Chapman argued that the likelihood of someone being deposited in the middle of the road, and for the first car to visibly see him be occupied by a doctor who happened to get hit himself while assisting someone, was in no way reasonably foreseeable. In a joint decision made by the judges it was found to be reasonably foreseeable that the events that happened after Chapmans accident were not unlikely to follow between two vehicles on a dark, wet night on a busy highway. The judges also acknowledge that what is 'reasonable and probable' may be, and will continue to be, heavily debated.

The case [[Overseas Tankship (UK) Ltd v Morts Dock and Engineering Co Ltd|Overseas Tankship (UK) Ltd v Morts Dock and Engineering Co Ltd (The Wagon Mound) [1961] AC 388]] is comparable on its commentary on reasonable foreseeability to Chapman v Hearse.  The obiter dicta from Overseas Tankship (UK) Ltd v Morts Dock and Engineering Co Ltd (The Wagon Mound) [1961] AC 388 argued that a reasonable man, concerned for the safety of others would avoid the risk of putting others in harms way. In relation to Chapman v Hearse, it contextualises how the appellant should have considered the implications of his actions on others and whether the result of the appellants negligence (the death of Dr Cherry) was truly reasonably foreseeable. The court also affirmed that while one can forever speculate about the consequences of negligent behaviour one will never know what damages should be attributed to an act until it has actually happened. The High Court made clear that the result of Chapmans negligence could have been anticipated. Specifically, that it is reasonably foreseeable that driving negligently could result in another person being struck. The appellants argument failed here.

=== Novus actus interveniens===
Chapman argued that Hearse's negligent driving broke the chain of causation that made Chapman liable through a novus actus interveniens, the Latin term for 'new act intervening'. This is when an act is definitely unrelated to those acts which create damage. Chapman's argument was that Hearse's negligent driving singlehandedly caused Dr. Cherry's death, and Chapman's own actions were unrelated intervening acts. If this argument were successful the chain of causation would be broken and Chapman's liability would cease, therefore owing no damaged to Dr Cherry's estate.

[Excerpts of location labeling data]
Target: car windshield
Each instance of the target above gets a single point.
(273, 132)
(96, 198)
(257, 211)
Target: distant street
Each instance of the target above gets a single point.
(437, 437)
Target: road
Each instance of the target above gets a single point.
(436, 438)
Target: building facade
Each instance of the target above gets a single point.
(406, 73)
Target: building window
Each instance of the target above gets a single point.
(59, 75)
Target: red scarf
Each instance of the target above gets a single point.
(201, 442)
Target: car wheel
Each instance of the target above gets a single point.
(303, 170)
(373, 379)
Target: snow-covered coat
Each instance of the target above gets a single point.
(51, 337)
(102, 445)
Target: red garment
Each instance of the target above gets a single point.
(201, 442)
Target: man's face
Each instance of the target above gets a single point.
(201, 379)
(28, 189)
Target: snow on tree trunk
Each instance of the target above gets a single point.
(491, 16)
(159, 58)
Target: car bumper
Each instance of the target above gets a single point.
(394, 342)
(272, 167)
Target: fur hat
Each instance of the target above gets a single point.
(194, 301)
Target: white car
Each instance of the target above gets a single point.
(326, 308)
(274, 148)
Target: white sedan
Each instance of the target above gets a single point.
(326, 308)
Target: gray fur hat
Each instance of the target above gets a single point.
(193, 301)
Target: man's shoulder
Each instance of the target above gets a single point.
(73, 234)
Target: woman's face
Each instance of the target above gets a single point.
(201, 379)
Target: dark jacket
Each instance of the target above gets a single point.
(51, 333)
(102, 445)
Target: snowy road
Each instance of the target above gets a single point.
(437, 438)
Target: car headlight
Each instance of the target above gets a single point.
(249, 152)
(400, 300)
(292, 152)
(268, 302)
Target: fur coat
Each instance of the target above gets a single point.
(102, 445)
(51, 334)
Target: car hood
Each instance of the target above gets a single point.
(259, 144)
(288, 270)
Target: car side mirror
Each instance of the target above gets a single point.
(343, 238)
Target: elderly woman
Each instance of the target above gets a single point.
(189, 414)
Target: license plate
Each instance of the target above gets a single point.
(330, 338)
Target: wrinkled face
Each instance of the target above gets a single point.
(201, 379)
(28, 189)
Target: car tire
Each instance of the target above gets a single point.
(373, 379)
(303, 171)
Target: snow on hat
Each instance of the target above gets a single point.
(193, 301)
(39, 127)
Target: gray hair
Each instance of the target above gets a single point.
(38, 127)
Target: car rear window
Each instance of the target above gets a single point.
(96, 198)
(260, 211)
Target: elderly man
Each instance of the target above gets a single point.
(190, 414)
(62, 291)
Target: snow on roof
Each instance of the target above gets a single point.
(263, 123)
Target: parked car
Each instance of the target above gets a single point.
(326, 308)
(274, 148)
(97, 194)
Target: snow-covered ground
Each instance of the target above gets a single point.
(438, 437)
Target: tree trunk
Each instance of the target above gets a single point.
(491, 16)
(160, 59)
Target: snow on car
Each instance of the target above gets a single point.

---

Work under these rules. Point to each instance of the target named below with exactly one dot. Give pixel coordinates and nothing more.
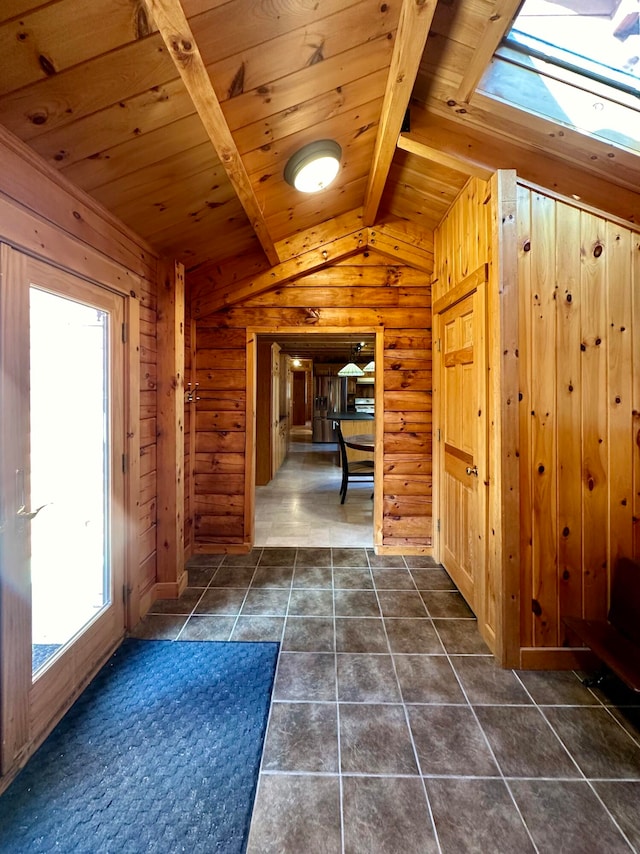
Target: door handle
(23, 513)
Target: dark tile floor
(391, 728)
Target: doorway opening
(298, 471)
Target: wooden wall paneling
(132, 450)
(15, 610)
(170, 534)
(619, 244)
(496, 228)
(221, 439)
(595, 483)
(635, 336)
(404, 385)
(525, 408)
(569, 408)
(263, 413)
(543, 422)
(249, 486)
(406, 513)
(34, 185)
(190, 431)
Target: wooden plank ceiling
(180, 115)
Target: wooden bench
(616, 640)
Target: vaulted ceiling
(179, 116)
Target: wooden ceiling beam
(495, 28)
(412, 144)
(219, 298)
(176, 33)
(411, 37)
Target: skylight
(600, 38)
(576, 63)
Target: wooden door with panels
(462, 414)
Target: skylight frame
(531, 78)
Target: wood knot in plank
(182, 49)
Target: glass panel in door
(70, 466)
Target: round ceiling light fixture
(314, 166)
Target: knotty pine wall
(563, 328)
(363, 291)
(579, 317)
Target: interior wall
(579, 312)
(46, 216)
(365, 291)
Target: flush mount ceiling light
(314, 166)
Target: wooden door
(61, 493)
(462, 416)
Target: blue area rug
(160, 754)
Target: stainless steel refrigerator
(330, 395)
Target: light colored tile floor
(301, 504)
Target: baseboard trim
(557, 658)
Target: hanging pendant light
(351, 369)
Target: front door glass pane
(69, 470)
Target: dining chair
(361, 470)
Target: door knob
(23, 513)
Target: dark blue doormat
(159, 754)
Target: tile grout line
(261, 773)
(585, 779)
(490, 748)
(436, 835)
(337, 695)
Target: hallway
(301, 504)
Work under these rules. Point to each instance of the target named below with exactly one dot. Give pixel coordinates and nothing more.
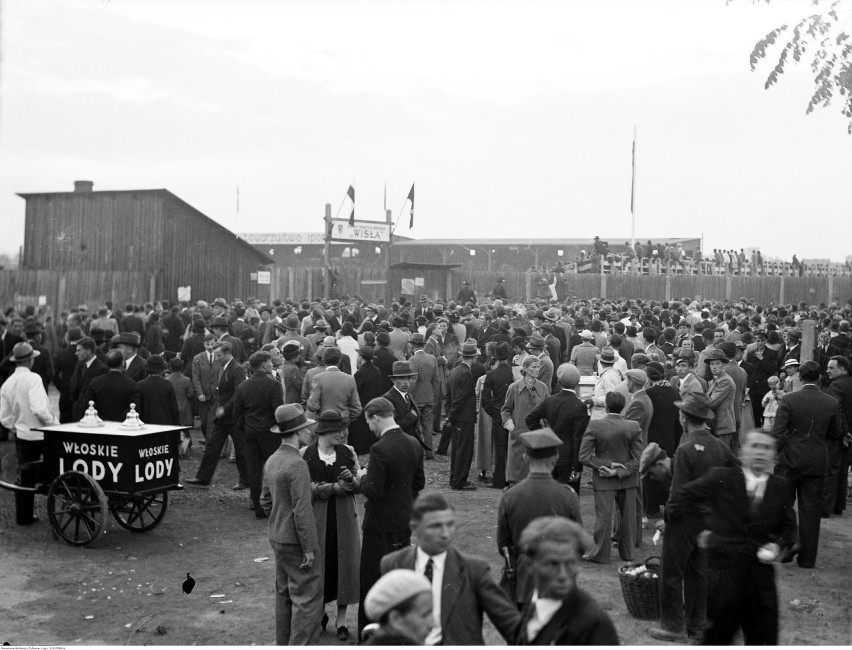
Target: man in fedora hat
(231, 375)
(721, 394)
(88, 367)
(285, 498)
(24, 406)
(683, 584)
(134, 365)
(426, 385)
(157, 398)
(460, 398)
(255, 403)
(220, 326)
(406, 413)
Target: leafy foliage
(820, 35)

Objectives ▸
1 – In the Chapman v Hearse excerpt, what is the English meaning of the Latin term novus actus interveniens?
2 – In the Chapman v Hearse excerpt, rewrite the stretch from "Chapman argued that the" through "be, heavily debated." so that "wet" becomes "rainy".

Answers by task ▸
1 – New act intervening.

2 –
Chapman argued that the likelihood of someone being deposited in the middle of the road, and for the first car to visibly see him be occupied by a doctor who happened to get hit himself while assisting someone, was in no way reasonably foreseeable. In a joint decision made by the judges it was found to be reasonably foreseeable that the events that happened after Chapmans accident were not unlikely to follow between two vehicles on a dark, rainy night on a busy highway. The judges also acknowledge that what is 'reasonable and probable' may be, and will continue to be, heavily debated.